'''
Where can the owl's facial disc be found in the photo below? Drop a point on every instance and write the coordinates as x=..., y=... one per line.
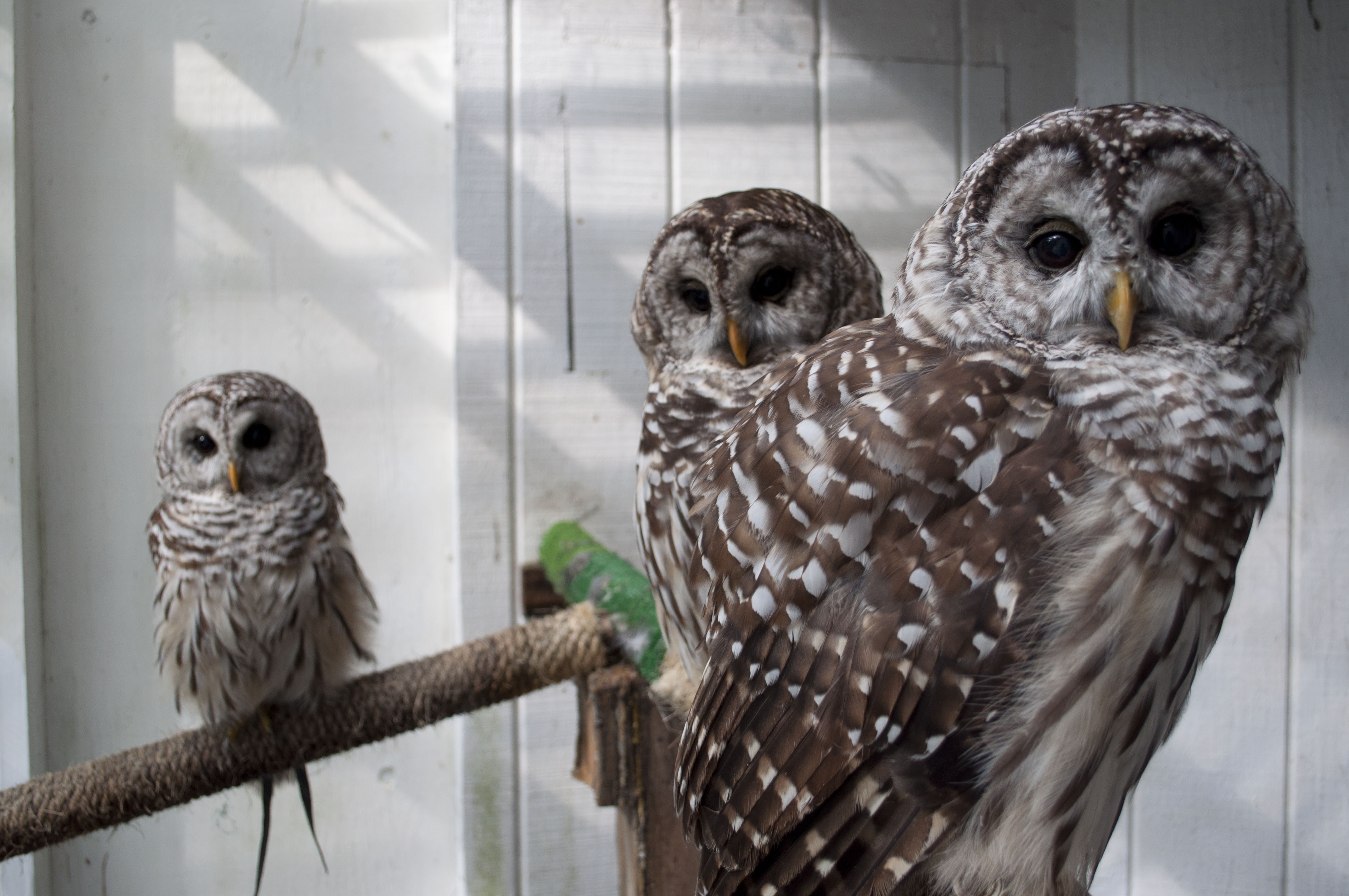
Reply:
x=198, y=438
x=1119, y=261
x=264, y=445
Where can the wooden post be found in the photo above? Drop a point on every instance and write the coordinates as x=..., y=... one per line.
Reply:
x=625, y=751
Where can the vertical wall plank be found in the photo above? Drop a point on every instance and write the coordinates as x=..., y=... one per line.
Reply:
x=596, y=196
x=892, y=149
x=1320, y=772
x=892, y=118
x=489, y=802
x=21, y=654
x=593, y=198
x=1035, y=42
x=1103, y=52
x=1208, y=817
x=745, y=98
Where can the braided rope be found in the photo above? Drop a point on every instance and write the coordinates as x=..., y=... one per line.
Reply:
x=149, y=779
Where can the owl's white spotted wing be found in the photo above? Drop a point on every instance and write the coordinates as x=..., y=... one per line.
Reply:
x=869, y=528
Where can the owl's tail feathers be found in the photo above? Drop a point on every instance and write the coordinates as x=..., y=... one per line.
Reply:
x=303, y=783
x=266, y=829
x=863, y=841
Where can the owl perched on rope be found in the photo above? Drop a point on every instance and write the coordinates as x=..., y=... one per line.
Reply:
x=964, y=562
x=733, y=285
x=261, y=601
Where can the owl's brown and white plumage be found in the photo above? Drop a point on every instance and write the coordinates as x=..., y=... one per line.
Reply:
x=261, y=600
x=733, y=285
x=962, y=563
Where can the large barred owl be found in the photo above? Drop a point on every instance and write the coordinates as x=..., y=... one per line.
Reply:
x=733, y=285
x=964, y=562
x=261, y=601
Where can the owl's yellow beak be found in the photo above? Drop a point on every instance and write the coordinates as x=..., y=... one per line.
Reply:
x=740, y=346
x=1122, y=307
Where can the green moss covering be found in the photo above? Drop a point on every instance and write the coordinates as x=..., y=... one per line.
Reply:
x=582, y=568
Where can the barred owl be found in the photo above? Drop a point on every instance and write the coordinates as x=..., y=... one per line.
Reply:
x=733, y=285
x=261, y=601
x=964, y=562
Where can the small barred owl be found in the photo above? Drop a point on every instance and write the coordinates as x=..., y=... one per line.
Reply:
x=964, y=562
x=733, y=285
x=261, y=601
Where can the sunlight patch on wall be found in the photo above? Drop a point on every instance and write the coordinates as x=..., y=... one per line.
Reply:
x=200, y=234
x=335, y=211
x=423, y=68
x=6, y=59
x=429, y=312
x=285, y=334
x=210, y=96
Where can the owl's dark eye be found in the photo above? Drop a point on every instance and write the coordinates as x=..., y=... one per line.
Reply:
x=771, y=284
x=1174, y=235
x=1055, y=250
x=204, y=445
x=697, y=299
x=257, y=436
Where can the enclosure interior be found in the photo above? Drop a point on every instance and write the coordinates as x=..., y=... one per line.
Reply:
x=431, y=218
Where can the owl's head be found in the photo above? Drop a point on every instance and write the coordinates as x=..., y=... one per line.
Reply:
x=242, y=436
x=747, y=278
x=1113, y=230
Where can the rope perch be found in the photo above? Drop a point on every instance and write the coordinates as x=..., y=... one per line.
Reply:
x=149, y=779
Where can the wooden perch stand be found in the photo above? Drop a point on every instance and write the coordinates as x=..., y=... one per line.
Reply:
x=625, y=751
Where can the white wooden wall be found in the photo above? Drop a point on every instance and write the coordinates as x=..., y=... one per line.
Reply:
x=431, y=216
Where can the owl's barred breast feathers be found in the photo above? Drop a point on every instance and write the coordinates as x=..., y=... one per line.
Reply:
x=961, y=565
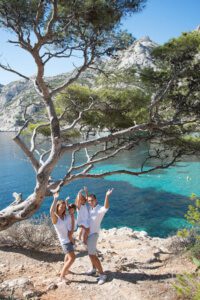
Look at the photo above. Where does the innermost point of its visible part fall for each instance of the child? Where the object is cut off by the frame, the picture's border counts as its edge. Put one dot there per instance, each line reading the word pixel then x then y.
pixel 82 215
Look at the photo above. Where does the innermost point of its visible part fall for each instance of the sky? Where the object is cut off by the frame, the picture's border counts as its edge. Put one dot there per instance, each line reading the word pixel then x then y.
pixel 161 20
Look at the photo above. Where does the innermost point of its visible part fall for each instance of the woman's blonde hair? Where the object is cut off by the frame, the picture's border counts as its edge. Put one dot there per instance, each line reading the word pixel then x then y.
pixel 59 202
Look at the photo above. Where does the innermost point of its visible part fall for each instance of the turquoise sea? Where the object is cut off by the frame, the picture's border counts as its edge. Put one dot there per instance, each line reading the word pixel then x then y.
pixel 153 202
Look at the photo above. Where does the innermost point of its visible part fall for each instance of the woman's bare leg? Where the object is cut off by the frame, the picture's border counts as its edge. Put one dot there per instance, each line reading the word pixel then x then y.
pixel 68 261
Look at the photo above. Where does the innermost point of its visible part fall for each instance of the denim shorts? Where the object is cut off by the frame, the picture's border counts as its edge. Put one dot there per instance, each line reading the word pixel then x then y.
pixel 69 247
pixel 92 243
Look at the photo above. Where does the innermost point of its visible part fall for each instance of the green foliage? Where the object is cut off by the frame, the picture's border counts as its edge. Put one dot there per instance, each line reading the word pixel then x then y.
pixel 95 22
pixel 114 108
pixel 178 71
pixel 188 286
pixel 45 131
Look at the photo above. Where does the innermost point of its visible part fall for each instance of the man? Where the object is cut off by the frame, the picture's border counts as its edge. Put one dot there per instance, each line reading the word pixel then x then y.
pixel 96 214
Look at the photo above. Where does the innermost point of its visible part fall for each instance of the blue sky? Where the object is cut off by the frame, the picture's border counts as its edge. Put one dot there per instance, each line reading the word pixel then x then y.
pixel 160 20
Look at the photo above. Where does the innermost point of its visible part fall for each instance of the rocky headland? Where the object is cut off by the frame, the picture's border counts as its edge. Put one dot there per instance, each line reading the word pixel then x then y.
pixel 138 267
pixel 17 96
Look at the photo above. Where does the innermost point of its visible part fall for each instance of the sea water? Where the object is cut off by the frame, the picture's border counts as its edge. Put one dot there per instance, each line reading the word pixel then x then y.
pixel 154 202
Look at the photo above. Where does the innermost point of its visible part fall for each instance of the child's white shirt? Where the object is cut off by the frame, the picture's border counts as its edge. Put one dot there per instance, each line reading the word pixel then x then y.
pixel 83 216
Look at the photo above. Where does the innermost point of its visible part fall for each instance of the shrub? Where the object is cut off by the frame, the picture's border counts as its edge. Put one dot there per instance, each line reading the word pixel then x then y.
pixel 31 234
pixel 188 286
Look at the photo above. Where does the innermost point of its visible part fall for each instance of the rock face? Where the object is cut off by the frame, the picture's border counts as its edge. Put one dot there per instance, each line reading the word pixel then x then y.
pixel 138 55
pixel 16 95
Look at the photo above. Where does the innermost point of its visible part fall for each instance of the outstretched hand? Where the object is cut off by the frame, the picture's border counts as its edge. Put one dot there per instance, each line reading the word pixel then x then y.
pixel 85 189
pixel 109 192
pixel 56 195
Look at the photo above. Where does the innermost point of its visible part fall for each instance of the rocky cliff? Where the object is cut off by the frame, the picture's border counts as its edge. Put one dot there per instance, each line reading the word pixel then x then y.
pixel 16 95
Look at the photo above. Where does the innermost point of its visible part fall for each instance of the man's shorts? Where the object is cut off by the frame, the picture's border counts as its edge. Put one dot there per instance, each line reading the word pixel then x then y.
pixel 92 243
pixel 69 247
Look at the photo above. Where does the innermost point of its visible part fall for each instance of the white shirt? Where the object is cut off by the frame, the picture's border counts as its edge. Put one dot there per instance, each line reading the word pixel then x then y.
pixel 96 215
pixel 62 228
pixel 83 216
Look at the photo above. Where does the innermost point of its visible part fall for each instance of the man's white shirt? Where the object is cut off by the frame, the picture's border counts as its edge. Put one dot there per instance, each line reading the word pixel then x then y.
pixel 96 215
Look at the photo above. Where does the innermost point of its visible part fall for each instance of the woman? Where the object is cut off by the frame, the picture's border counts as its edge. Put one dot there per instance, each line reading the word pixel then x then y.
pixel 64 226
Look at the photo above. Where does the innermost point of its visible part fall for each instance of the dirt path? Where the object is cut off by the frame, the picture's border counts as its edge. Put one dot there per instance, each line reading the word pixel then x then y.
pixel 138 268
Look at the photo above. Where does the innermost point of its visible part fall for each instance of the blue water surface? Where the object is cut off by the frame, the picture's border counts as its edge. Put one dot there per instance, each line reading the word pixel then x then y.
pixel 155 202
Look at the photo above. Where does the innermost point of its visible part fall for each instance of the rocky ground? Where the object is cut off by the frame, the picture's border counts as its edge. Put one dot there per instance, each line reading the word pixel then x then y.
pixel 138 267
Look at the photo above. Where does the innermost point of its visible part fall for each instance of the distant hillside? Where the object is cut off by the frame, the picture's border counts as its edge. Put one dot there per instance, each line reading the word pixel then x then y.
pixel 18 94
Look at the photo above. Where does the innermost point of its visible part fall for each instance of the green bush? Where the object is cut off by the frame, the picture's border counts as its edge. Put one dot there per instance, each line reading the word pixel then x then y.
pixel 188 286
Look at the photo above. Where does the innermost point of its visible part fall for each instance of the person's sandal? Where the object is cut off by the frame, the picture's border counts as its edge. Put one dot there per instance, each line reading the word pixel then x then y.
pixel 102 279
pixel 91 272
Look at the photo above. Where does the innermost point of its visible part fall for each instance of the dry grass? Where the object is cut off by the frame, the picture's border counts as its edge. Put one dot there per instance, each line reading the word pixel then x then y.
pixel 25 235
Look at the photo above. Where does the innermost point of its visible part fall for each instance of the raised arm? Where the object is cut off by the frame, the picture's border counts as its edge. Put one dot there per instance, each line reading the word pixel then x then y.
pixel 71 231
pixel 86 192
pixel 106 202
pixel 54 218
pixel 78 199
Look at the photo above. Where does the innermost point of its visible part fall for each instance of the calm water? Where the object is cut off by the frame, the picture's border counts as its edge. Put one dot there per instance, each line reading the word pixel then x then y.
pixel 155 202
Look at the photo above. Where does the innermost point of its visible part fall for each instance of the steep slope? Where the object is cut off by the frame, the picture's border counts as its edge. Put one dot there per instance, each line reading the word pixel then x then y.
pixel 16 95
'''
**Exercise:**
Copy out, word for word, the lines of the records from the one containing "the green bush?" through the end of the records, including both ends.

**Finished task:**
Look at the photo above. Where does the innermost point of its visible part fall for each instance of the green bush? Where the object is cut off by the frame, the picture's border counts as its edge. Put one dot there per instance, each line reading the word pixel then x then y.
pixel 188 286
Look at the photo above. Where does the innermost point of its visible part fall for each instance of the person's sandal? Where the object is cut off by the frame, the picture's border counts as its edge. Put one dot there per instance, each line reading the word pixel then x then y.
pixel 102 279
pixel 91 272
Look at the photo above. Where does the innermost point of its visible part fall for each instance of the dry grass? Where the object is cut off by the frame, the picture's border counts as its edge. Put one dot there per instance, each line reading the word pixel then x then y.
pixel 25 235
Look at the photo above. Where does the innermost point of its visible part fall for each instance of the raised arm? Where the object is cut off by the frame, the picture's border counts as its edge. Put one dot there per instance, each line reading the word pixel then x then y.
pixel 71 231
pixel 86 192
pixel 106 202
pixel 54 218
pixel 78 199
Look at the photo above. Where does the innermost point of its visible part fall for each instance of the calm water? Where the object is cut off by the frame, the picture's border counts as its edge. Put one dot there per instance, each line reading the word pixel then x then y.
pixel 155 202
Look at the photo above. Where does the innermost point of its visible part fall for each instance of the steep slope? Where the object is cut off by the frame, the picture's border counts as its edge. Put one dot there per instance, each line reading the word pixel then x then y.
pixel 16 95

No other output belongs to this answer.